:: Problem ::
Pull out every line of the items below that contains the word "white", and copy each one as it appears. Match case exactly.

:: Raw records ::
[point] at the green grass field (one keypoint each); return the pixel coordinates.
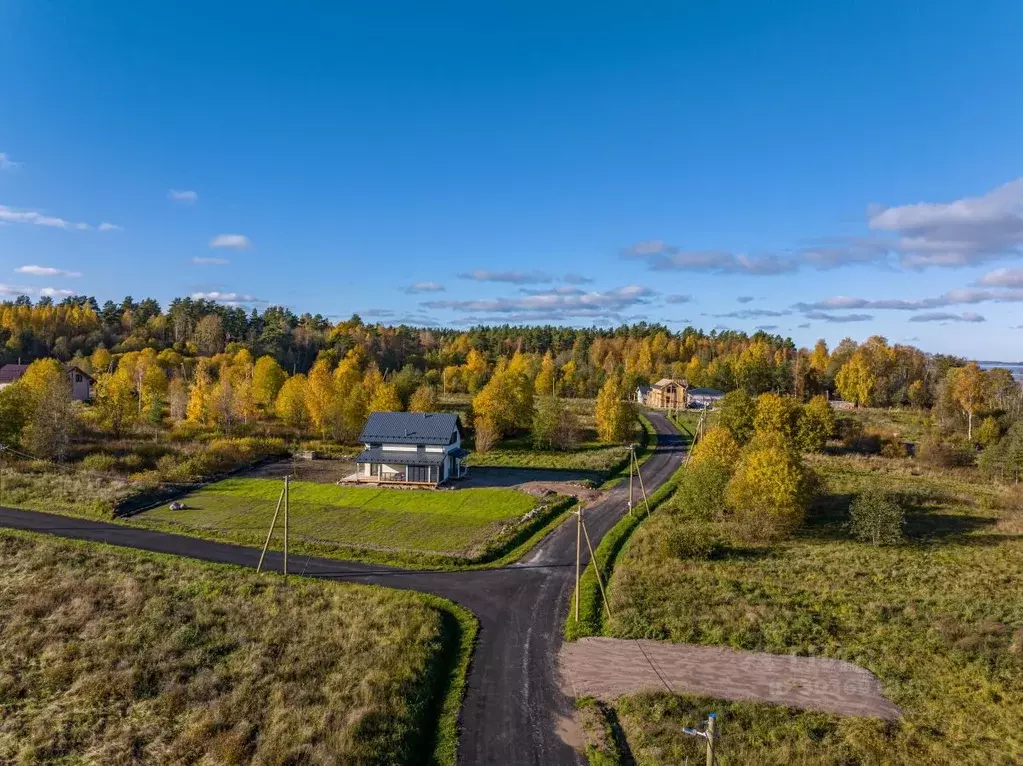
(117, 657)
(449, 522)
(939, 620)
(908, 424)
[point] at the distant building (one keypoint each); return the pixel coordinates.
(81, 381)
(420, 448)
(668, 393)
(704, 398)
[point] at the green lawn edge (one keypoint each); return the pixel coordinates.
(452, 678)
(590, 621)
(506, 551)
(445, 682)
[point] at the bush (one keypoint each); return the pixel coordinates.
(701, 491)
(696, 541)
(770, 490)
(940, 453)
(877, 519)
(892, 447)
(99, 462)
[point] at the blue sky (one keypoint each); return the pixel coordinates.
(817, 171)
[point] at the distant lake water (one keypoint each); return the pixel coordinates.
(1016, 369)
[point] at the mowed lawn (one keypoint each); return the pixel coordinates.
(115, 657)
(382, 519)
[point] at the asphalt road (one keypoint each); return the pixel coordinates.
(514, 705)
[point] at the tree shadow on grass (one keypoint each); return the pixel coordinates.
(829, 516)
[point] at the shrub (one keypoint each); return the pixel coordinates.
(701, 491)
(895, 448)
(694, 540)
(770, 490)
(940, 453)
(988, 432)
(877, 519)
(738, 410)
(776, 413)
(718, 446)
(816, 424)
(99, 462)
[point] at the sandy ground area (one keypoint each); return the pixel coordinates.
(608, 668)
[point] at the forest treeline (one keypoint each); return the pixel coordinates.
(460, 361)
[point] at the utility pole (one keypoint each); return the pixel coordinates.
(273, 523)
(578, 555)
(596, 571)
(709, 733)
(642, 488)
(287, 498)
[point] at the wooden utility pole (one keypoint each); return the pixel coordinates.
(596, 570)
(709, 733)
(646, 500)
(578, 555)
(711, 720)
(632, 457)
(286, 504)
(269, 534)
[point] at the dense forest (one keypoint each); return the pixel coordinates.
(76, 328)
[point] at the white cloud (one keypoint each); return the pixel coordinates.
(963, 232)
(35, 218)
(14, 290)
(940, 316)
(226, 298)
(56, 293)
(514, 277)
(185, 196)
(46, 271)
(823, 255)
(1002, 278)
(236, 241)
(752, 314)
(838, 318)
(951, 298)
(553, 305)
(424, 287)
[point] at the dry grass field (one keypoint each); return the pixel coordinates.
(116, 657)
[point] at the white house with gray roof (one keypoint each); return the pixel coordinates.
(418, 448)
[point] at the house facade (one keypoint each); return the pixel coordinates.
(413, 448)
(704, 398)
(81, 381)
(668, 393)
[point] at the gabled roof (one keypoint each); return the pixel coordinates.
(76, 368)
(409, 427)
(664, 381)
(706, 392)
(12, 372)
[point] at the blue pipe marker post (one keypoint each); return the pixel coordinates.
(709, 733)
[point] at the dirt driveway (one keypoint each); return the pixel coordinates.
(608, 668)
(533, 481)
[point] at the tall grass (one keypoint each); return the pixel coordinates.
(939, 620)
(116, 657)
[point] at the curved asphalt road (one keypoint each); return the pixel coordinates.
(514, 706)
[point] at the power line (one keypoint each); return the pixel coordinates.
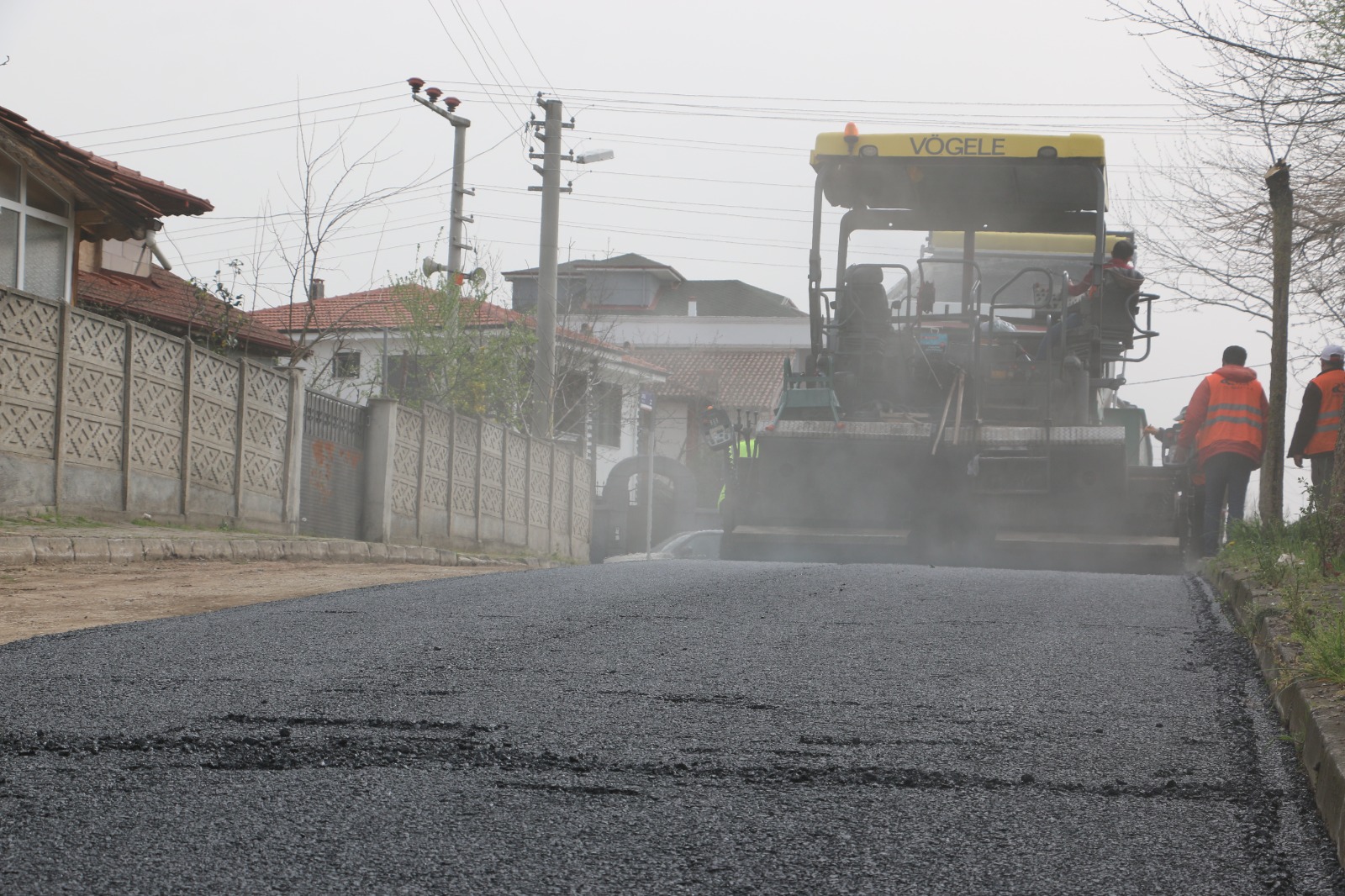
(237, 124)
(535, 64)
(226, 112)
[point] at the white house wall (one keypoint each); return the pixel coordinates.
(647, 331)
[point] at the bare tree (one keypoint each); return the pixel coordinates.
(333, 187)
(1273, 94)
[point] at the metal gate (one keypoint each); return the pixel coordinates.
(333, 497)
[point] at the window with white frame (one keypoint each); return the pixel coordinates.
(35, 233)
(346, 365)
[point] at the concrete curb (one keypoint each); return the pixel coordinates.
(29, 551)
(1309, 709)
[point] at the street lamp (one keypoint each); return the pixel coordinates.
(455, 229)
---
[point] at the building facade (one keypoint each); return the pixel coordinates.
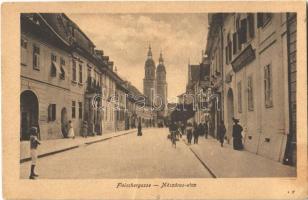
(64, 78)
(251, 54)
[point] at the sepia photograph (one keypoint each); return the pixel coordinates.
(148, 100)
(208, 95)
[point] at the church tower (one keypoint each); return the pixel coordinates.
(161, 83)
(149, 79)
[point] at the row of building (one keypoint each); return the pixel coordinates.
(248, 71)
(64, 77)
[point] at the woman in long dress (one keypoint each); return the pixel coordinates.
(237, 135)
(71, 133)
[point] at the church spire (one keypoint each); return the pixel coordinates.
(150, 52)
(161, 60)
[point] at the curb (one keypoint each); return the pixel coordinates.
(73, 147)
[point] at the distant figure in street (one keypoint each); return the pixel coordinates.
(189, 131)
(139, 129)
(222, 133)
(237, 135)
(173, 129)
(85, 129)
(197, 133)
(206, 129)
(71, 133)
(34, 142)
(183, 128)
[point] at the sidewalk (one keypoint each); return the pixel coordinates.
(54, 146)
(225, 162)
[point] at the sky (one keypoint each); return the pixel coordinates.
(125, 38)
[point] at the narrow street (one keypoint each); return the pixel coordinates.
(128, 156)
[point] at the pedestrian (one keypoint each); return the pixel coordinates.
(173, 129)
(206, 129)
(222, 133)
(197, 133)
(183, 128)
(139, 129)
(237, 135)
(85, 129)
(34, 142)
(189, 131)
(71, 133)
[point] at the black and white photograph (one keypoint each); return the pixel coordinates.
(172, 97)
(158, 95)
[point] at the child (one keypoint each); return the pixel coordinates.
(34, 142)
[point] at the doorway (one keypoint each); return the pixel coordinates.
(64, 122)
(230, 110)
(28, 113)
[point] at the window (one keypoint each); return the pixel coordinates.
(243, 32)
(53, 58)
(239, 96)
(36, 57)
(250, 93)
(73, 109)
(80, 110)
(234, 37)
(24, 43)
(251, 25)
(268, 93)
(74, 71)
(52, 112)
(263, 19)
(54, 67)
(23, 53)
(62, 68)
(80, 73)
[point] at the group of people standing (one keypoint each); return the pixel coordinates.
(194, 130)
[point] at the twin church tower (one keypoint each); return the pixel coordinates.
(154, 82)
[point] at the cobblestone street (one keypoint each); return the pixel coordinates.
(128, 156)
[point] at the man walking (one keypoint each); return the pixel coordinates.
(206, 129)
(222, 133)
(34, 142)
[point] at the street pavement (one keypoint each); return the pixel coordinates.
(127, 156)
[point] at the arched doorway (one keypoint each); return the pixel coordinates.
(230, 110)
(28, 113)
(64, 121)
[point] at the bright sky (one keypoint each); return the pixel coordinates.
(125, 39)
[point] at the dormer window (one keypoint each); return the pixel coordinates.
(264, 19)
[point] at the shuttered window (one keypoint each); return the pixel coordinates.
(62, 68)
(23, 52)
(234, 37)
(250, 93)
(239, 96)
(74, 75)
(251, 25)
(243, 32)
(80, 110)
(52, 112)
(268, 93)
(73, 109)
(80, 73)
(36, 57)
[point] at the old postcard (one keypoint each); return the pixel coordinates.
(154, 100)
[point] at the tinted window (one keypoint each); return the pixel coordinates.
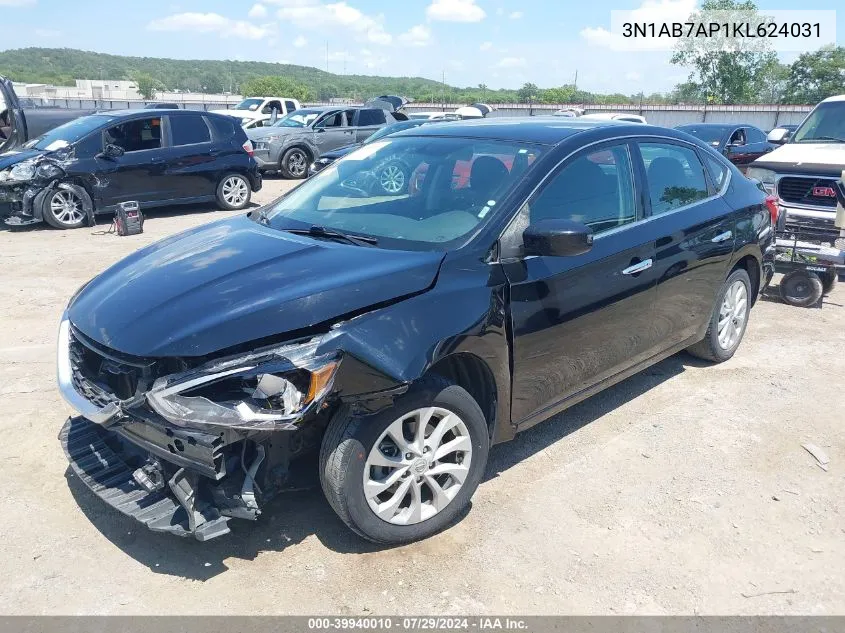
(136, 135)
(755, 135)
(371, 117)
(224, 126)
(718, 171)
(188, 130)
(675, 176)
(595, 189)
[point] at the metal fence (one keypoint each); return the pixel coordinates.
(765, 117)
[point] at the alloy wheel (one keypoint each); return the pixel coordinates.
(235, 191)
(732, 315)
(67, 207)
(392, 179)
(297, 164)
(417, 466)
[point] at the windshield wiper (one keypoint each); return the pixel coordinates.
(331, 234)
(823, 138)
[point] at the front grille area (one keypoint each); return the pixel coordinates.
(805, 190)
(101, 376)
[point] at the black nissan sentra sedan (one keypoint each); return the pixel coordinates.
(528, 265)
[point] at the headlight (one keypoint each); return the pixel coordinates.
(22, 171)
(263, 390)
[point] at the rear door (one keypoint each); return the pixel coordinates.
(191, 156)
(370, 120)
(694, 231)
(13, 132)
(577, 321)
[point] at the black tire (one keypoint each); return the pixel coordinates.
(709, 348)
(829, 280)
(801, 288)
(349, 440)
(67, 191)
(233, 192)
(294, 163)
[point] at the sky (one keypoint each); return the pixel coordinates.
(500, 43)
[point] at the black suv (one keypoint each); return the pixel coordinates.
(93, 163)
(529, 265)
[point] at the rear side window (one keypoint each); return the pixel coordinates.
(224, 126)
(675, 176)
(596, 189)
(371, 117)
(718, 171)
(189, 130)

:: In response ::
[point] at the white cloud (one keypoint each); return the pixel coordinates.
[point] at the white house with gray roof (one keypoint each); return the pixel coordinates.
[point] at the white house wall (one keypoint each); return the pixel coordinates.
[point] at the window with white frame (one keypoint each); return the pixel coordinates.
[point] at the black and white photograph (one keypoint each); return the pixel coordinates.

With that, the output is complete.